PAGE EXCERPT >>
-- -- --

NOTE 5. COMMITMENTS & CONTINGENCIES
Sales to certain consumers may be subject to sales
tax requirements and possible audits by state taxing authorities. The Company records its estimated sales tax liability and includes that
amount as an accrued obligation until paid.
Legal Proceedings
From time to time, we are a party to claims and
legal proceedings arising in the ordinary course of business. Although management of the Company cannot predict the ultimate outcome of
these legal proceedings with certainty, it believes that the ultimate resolution of the Company’s legal proceedings, including any
amounts it may be required to pay, will not have a material effect on the Company’s financial statements.
NOTE 6. SUBSEQUENT EVENTS
On November 24, 2023, the Company, Research
Solutions, Inc. (NASDAQ: RSSS) and Research Solutions Acquisition 2, LLC, a Delaware limited liability company and a wholly-owned
subsidiary of the Registrant (Merger Sub) entered into an Agreement and Plan of Merger governing the Company’s merger with
and into Merger Sub (the “Merger”), with Merger Sub continuing its existence under the name “Scite, LLC” (the
“Surviving Entity”) as the surviving entity after the Merger and a wholly-owned subsidiary of the Registrant at the effective
time of the Merger. The transaction closed on December 1, 2023.

-- -- --

DATA LISTING >>

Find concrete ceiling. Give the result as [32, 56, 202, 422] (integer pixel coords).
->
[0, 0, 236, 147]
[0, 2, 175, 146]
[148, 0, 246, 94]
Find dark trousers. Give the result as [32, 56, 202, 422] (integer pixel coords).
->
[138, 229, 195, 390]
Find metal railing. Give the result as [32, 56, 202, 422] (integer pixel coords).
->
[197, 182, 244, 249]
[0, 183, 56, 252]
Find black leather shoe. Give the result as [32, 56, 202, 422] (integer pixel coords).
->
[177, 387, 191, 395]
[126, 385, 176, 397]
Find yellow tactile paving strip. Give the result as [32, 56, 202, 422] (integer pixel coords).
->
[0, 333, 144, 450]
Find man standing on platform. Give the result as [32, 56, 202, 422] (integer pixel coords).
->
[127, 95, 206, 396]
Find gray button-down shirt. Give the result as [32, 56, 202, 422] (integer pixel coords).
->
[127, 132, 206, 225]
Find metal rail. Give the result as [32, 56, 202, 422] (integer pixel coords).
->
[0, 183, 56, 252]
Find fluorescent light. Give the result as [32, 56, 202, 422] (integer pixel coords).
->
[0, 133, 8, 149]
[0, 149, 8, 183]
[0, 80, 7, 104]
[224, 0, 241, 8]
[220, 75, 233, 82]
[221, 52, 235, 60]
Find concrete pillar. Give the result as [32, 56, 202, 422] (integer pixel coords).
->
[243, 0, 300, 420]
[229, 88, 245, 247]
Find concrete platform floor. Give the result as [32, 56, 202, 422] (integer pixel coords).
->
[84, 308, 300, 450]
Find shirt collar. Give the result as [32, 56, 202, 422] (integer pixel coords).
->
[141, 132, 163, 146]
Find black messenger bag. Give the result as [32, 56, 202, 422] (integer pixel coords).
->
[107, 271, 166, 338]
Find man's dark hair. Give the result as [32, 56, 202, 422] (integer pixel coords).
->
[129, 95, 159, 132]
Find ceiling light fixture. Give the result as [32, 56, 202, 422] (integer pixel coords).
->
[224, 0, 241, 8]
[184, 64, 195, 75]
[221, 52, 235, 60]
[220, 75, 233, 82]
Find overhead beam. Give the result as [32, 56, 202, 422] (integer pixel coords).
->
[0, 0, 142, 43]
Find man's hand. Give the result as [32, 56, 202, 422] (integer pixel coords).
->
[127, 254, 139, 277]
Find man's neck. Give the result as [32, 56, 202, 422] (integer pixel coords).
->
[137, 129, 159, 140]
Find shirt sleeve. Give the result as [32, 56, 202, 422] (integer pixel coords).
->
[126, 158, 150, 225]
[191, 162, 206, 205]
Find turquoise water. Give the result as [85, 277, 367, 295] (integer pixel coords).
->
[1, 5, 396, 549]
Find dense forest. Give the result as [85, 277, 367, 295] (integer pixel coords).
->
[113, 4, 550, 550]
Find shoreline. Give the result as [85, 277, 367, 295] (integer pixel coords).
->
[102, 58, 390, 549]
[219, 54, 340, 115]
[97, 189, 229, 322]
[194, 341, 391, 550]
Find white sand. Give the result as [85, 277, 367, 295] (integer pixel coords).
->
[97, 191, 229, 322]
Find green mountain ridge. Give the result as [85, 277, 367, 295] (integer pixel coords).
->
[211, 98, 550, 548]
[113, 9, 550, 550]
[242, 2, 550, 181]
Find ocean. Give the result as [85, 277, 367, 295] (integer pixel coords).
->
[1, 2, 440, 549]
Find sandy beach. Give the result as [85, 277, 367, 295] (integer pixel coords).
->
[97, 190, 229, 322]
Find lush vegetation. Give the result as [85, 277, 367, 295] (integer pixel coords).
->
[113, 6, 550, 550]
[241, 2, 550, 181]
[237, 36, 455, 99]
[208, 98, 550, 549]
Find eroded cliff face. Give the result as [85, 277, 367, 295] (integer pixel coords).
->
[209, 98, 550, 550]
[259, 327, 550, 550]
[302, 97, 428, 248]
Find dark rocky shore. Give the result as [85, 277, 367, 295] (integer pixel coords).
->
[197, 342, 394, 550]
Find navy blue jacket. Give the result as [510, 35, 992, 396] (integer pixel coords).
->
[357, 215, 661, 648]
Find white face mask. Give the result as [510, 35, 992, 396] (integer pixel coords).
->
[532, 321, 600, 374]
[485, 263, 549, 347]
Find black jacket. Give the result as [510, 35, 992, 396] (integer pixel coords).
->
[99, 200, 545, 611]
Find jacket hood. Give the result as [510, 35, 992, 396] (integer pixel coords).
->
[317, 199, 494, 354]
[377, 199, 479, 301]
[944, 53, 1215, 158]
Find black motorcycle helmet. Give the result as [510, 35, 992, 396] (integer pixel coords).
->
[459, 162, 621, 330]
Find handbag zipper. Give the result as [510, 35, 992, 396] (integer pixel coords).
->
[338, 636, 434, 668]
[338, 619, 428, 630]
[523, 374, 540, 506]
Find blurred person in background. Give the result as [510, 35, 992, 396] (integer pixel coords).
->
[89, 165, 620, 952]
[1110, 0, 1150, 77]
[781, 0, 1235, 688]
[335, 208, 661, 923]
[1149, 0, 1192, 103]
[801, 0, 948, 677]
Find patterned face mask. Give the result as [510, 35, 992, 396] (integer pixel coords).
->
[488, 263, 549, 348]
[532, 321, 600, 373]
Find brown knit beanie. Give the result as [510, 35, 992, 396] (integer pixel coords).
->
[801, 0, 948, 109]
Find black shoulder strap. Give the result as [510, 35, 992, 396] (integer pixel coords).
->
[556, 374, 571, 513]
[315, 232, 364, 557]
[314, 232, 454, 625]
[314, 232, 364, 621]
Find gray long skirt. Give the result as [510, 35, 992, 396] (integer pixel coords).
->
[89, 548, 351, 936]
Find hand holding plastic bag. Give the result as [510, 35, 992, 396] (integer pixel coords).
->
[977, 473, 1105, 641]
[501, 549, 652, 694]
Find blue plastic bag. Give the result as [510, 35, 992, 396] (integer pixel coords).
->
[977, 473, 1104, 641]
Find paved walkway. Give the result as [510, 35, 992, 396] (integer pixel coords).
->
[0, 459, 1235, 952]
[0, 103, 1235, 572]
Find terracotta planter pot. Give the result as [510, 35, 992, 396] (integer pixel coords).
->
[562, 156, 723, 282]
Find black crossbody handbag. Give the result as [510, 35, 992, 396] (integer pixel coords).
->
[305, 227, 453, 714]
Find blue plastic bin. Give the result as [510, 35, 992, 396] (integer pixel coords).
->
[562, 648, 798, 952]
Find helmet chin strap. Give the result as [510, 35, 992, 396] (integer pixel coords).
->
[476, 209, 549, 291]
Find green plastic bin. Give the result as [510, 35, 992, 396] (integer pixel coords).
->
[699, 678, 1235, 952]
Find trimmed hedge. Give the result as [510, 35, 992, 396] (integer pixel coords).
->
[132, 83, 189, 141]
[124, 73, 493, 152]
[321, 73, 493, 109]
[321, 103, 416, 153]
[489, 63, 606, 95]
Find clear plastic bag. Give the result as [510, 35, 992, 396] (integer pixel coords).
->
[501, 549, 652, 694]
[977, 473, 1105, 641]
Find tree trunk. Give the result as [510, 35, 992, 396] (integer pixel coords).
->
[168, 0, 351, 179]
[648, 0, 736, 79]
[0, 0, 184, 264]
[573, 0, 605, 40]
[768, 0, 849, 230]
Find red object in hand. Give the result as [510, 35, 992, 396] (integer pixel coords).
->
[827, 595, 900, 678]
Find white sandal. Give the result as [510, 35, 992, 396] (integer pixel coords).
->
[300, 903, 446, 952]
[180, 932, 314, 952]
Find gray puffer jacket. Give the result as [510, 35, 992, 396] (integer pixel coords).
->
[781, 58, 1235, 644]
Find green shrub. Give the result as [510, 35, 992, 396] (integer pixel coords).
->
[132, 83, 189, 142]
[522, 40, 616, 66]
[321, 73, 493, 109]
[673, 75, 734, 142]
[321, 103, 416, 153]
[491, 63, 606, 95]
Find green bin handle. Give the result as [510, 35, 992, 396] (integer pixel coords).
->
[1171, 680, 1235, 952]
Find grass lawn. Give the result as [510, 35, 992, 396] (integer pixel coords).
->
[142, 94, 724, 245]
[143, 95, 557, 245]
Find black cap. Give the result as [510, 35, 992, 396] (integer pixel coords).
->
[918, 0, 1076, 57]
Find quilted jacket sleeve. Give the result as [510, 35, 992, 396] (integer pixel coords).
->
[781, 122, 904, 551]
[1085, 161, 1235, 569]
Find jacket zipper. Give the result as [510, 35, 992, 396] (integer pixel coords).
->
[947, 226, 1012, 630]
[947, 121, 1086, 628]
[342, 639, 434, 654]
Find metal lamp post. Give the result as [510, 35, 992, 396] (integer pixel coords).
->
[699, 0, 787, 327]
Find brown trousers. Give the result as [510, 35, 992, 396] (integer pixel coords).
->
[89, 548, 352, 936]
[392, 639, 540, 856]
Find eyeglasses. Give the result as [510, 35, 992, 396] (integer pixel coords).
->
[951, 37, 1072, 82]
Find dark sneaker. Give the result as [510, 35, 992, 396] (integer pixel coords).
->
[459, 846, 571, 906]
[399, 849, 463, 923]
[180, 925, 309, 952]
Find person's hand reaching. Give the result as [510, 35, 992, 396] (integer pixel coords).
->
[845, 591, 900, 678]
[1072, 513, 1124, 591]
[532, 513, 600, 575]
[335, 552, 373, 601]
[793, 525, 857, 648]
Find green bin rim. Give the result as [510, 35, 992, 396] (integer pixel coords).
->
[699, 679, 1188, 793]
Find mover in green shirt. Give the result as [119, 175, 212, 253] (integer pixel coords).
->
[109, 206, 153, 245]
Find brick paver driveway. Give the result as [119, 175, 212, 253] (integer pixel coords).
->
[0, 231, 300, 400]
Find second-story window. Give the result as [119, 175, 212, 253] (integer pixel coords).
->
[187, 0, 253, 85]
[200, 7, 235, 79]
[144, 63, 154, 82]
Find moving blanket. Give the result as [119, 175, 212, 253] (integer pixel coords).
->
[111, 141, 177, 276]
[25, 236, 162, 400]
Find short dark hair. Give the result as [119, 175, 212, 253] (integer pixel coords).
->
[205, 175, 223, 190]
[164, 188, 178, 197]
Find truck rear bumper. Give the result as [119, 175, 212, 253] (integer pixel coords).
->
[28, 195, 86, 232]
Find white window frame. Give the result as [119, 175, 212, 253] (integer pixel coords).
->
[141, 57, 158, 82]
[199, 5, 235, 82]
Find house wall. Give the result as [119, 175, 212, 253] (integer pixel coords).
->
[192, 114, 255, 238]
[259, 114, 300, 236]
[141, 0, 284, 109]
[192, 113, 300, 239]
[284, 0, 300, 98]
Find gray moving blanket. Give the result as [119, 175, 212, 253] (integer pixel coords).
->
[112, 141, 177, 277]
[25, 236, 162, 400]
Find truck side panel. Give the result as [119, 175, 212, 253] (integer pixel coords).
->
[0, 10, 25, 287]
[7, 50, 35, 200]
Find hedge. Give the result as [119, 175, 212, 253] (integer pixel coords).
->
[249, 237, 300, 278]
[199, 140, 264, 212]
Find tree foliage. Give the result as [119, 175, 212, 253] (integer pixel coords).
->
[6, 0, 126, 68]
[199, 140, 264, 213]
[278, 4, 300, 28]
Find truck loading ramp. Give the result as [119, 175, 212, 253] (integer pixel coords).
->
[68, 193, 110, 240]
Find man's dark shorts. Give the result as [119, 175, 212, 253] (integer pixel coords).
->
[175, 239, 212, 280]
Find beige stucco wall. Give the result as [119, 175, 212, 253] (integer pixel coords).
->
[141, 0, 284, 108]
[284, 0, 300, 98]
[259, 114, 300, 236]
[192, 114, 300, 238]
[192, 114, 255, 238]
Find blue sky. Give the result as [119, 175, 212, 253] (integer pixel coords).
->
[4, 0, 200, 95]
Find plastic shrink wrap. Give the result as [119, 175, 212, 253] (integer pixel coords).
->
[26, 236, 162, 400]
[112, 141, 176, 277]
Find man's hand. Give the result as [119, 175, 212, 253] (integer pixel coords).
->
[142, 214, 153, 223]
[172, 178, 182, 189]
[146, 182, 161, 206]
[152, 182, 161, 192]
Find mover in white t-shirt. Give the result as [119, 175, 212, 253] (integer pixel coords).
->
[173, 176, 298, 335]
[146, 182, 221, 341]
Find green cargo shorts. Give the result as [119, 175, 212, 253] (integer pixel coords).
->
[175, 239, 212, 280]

-- -- --

TASKS TO COMPLETE >>
a – Answer these questions using the financial statement notes:
(i) What does the Company do with its estimated sales tax liability until it is paid?
(ii) Under what name does Merger Sub continue its existence after the Merger?
(iii) On what date did the transaction close?
b – Decide whether each statement agrees with the financial statement notes. Answer yes or no, and quote the words that decide it.
(i) Management expects the Company's legal proceedings to have a material effect on its financial statements.
(ii) Research Solutions Acquisition 2, LLC is a Delaware limited liability company.
(iii) The Agreement and Plan of Merger was entered into on December 1, 2023.
c – Carry the financial statement notes on commitments and the merger forward from their last sentence.
The data were drawn from a separate source.

THE ANSWERS >>
a –
(i) It records the estimated sales tax liability and includes that amount as an accrued obligation until paid.
(ii) Scite, LLC.
(iii) December 1, 2023.

b –
(i) No: "will not have a material effect on the Company’s financial statements"
(ii) Yes: "Research Solutions Acquisition 2, LLC, a Delaware limited liability company"
(iii) No: "On November 24, 2023, the Company, Research Solutions, Inc. (NASDAQ: RSSS) and Research Solutions Acquisition 2, LLC"

c –
EXHIBIT 99.3
UNAUDITED
PRO FORMA CONDENSED COMBINED FINANCIAL INFORMATION
On
November 24, 2023, Research Solutions, Inc., a Nevada corporation (the “Registrant”, “Company”, or
“Research Solutions”), Research Solutions Acquisition 2, LLC, a Delaware limited liability company and a wholly-owned subsidiary
of the Registrant (“Merger Sub”), Scite, Inc. a Delaware corporation (“Scite”), and Shareholder Representative
Services LLC, a Colorado limited liability company, solely in its capacity as the representative, agent and attorney-in-fact of Scite’s
securityholders (the “Stockholder Representative”), entered into an Agreement of Merger and Plan of Reorganization (the “Merger
Agreement”), governing Scite’s merger with and into Merger Sub (the “Merger”), with Merger Sub continuing its
existence under the name “Scite, LLC” (the “Surviving Entity”) as the surviving entity after the Merger and a
wholly-owned subsidiary of the Registrant. Capitalized terms used herein but not otherwise defined shall have the meanings ascribed to
them in the Merger Agreement.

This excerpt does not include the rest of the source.